Labeled outline entries:
----

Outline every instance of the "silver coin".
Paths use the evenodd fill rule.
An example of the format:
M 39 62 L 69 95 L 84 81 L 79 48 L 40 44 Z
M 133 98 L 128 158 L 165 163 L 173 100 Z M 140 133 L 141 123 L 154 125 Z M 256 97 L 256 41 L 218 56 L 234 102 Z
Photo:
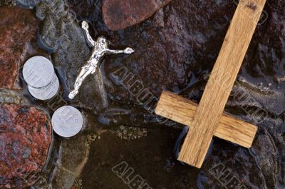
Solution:
M 53 78 L 53 63 L 46 57 L 33 56 L 24 65 L 23 77 L 28 86 L 41 88 L 47 86 Z
M 31 95 L 41 101 L 48 100 L 53 98 L 58 93 L 58 88 L 59 81 L 56 74 L 53 75 L 53 78 L 51 82 L 46 86 L 34 88 L 28 86 L 28 90 Z
M 83 118 L 76 108 L 64 106 L 54 112 L 51 124 L 58 135 L 68 138 L 79 133 L 83 125 Z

----

> **GIVEN INSTRUCTION**: Could you transcribe every line of the items above word for word, leaving the pictures out?

> **FINISHED TASK**:
Outline every instance of the "silver coin".
Paths use the evenodd fill rule.
An example of the format:
M 39 62 L 69 95 L 84 81 L 79 48 L 40 44 Z
M 133 98 L 128 158 L 165 163 L 173 100 Z M 140 133 L 141 123 L 154 125 Z M 256 97 L 256 41 L 218 56 L 234 102 Z
Photo:
Solution:
M 53 78 L 53 63 L 46 57 L 33 56 L 24 65 L 23 77 L 28 86 L 41 88 L 47 86 Z
M 31 95 L 41 101 L 48 100 L 53 98 L 58 93 L 58 88 L 59 81 L 56 74 L 53 75 L 53 78 L 51 82 L 46 86 L 34 88 L 28 86 L 28 90 Z
M 83 118 L 76 108 L 64 106 L 54 112 L 51 124 L 58 135 L 68 138 L 79 133 L 83 125 Z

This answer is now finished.